Task details:
Continue the teacher testimonies about working abroad, beginning immediately after their last sentence.

Text section:
::::

The Ecuadorian teachers who are residing abroad feel that the Ecuadorian government should return us to our teaching posts so that we can return to our country. We left due to the economic slaughter that occurred in the country. With our remittances from abroad we help not only our families, but the State in general so much that the remittances were the second largest source of national revenue after oil and helped Ecuador to get out of the crisis. On the other side, Ecuadorian teachers cannot work in Spain. They do not recognize our degrees here even though we have prepared and worked within the Spanish system. Moreover, due to the crisis throughout Spain there is no work. [At the time of this interview, unemployment was over 27%.]

Professionally, the barriers that have been imposed on us in Spain create a sense of deception. After you have carefully prepared for many years, put in the effort to become part of the profession, and even though we use the same pedagogical system, you will not be accepted into teaching, because according to them, your degree is not valid.

It would have been of great importance to recognize our professional pedagogical degrees with a short course or workshop. Having prepared ourselves in the Spanish system, it would be useful to be able to maintain our professional development in a series with instructors or Spanish nationals trained here. They should give us the same treatment or better opportunities to participate in the civil service exams."

 

Canadian teacher, Damianne President, has worked in India, Sudan, Japan and Czech Republic in the last 10 years.

"I have been working overseas for 10 years. As a student, I never considered working overseas. However, I graduated with my Bachelor of Education when there was a shortage of jobs for teachers. I needed a full time job to meet my responsibilities and, in my job search, came across a job fair for international schools. I attended the fair, having been warned by the recruitment agency that it was unlikely that I would find a job there as a new teacher, and was offered three jobs. Out of Trinidad, Colombia and India, the last seemed most interesting. The school in India was a for profit school. We were given housing, a yearly ticket to our home of record, and a salary. All utilities were paid. However, it was sometimes challenging to get resources at the school, which was a constant reminder of the commercial nature of the school.

::::

Data extract:
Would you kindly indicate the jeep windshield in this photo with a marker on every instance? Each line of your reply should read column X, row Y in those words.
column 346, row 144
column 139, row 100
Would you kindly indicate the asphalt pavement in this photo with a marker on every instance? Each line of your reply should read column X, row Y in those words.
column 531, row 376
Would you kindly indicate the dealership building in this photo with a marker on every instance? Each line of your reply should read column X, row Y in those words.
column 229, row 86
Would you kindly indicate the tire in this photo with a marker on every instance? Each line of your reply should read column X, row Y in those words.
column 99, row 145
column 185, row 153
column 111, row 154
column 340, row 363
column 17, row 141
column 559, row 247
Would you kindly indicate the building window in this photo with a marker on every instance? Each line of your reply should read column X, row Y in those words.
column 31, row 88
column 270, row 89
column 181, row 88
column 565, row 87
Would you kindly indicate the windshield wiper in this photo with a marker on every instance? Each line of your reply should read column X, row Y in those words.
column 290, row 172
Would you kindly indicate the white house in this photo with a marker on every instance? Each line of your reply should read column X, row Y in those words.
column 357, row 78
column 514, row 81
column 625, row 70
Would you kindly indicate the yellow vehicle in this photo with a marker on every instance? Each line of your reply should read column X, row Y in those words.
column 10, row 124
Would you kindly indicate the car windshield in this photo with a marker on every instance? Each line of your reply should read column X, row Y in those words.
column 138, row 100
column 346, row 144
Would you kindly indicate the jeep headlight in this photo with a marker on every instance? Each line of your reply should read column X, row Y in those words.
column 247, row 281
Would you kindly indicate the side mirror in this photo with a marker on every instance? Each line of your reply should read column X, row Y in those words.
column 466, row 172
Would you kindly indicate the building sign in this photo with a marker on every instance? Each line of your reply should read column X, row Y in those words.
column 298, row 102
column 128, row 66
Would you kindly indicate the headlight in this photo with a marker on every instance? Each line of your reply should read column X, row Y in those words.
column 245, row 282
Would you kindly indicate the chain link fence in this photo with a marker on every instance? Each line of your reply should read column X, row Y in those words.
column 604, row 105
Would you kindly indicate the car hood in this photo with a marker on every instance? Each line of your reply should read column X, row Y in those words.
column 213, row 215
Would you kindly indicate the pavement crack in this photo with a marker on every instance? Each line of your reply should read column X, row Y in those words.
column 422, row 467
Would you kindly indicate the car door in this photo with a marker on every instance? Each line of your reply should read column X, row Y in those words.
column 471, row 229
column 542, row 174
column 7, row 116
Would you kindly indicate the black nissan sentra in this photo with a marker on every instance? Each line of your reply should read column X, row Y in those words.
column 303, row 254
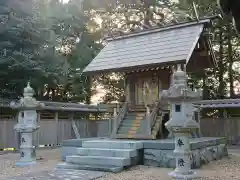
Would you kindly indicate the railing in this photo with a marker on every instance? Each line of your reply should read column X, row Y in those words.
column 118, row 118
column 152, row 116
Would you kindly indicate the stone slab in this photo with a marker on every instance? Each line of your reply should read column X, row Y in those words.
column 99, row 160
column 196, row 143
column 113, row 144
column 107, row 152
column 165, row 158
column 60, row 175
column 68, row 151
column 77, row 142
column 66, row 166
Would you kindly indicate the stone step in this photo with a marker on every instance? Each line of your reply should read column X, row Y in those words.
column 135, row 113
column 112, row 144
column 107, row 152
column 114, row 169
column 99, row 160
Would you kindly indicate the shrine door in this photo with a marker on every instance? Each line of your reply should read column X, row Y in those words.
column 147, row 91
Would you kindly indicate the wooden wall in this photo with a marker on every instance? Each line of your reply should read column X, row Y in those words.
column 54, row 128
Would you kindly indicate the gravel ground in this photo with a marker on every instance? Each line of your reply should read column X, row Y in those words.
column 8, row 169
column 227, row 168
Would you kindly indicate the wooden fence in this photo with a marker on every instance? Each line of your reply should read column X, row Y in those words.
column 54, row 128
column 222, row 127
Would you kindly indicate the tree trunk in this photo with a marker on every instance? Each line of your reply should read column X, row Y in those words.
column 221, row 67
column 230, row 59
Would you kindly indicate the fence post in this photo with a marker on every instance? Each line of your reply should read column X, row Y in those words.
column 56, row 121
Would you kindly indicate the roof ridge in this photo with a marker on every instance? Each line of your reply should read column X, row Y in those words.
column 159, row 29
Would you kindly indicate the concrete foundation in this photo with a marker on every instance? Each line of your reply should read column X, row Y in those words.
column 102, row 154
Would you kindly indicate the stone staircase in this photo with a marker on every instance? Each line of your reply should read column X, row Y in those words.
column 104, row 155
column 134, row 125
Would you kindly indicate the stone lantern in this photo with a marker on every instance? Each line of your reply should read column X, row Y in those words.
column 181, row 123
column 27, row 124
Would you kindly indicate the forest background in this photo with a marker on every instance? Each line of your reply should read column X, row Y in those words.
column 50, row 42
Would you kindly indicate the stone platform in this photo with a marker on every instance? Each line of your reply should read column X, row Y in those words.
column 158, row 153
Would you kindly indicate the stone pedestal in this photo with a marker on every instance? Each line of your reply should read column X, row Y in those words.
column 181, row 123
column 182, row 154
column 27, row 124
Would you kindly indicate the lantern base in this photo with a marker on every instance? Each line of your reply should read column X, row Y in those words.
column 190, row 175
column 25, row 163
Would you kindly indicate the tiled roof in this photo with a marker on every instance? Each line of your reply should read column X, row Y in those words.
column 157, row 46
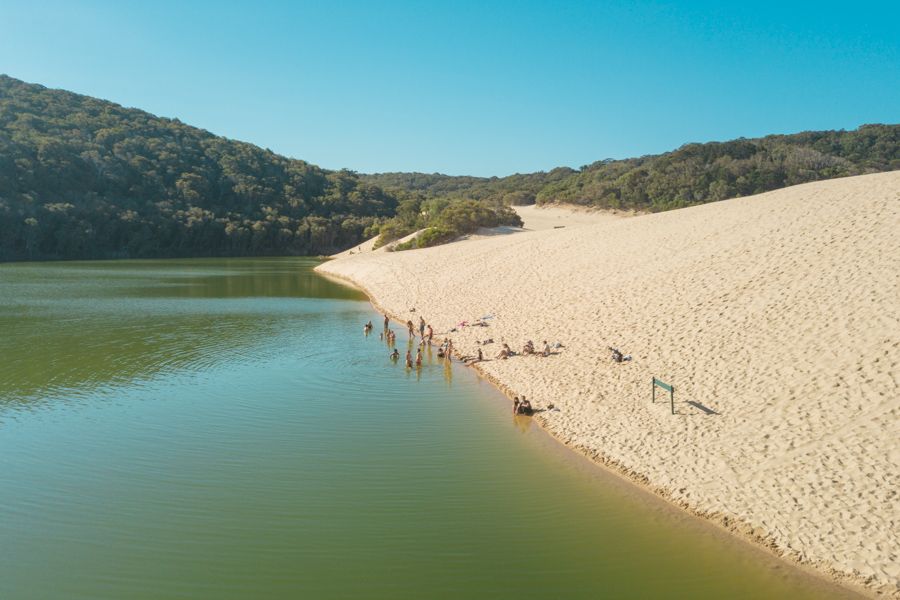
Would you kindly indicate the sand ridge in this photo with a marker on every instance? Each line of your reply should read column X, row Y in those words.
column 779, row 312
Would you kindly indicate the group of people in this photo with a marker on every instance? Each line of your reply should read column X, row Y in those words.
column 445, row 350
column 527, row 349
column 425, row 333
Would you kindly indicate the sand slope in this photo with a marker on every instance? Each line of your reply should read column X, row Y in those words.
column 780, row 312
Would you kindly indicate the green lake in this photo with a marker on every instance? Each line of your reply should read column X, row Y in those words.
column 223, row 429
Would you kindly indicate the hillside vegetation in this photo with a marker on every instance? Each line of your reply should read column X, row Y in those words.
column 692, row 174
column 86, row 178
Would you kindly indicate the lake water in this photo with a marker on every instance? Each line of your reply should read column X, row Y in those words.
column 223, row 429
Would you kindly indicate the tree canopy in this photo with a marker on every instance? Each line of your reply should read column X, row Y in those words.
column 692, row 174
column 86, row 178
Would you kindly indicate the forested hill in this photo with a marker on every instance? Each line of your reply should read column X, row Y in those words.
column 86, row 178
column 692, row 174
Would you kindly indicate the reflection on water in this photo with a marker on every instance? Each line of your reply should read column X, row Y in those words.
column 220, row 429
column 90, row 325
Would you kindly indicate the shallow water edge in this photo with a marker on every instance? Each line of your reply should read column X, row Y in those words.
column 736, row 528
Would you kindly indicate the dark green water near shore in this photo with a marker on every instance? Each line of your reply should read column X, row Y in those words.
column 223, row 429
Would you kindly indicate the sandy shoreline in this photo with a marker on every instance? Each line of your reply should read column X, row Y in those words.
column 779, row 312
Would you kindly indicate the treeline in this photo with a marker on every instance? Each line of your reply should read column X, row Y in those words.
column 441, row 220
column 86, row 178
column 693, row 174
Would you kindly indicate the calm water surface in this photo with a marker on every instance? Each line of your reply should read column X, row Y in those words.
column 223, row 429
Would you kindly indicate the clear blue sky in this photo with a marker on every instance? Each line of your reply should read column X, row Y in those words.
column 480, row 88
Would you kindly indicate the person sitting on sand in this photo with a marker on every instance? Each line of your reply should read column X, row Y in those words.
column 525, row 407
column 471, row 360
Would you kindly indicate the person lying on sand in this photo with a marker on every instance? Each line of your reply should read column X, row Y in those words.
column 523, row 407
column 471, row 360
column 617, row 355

::::

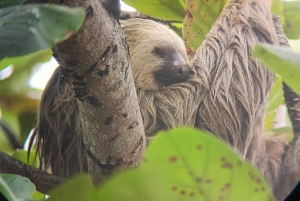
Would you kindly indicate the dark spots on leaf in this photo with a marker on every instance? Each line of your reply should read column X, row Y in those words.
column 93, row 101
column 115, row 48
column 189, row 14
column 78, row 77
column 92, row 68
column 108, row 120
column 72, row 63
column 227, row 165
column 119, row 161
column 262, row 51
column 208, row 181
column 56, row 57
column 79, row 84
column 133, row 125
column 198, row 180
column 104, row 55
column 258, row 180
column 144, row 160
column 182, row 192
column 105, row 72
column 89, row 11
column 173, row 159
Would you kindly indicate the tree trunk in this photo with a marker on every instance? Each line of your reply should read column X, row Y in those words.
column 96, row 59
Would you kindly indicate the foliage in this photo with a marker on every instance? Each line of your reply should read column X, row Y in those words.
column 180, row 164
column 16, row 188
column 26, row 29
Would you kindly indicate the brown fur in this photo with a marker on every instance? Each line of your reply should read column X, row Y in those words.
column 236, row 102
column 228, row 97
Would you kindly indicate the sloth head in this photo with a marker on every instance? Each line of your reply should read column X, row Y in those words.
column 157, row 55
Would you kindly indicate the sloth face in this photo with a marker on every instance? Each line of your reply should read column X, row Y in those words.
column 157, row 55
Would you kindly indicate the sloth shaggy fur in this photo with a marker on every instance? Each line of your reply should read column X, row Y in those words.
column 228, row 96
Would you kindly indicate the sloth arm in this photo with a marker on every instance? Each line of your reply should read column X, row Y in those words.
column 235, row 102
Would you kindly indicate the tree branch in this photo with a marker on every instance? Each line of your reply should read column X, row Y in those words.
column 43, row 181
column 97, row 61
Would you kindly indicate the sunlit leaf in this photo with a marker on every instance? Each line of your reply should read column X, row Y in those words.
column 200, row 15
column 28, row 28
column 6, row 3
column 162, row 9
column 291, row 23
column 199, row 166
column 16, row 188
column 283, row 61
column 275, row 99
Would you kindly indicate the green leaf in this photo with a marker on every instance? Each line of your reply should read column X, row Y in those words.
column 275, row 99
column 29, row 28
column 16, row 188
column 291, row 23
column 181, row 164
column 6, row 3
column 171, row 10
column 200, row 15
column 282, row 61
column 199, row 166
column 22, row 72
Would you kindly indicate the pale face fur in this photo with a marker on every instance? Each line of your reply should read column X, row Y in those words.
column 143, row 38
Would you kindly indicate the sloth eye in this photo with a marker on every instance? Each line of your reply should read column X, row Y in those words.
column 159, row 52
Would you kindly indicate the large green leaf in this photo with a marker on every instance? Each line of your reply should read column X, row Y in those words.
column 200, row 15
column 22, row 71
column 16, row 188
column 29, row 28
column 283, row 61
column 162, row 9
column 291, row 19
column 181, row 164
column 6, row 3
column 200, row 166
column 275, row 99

::::

Output of the task:
Since India, I've worked in not-for-profit schools in Sudan, Japan and the Czech Republic. They have all been international schools with international curricula. Benefits have included medical insurance and housing. Japan and Czech Republic were the most generous, with some dental and vision medical insurance as well as a retirement contribution from the school.

My first three schools were small K-12 schools and there was always a lot to do. There were frequent complaints from teachers of being overworked because we were all involved in curriculum development and other school improvement initiatives. This translated to lots of meetings and other work besides teaching. The positive aspect of this focus on school improvement is the ability to innovate in the classroom, with a focus on collaboration, creativity and authentic learning. I find the opportunity to be a teacher-leader and change agent very appealing in the international schools that I've chosen to work in.

To me, teaching in international schools allows me greater freedom to teach. I know that there are stateside schools that have similar programs but the bureaucracy of the US and Canada are daunting to me. Additionally, if I were to return to Canada to work in public schools now, I would be starting out as a new teacher and my international experience would be given no value. That alone is a huge deterrent to returning “home.” The other is the fact that I am third-culture and Canada no longer feels like home."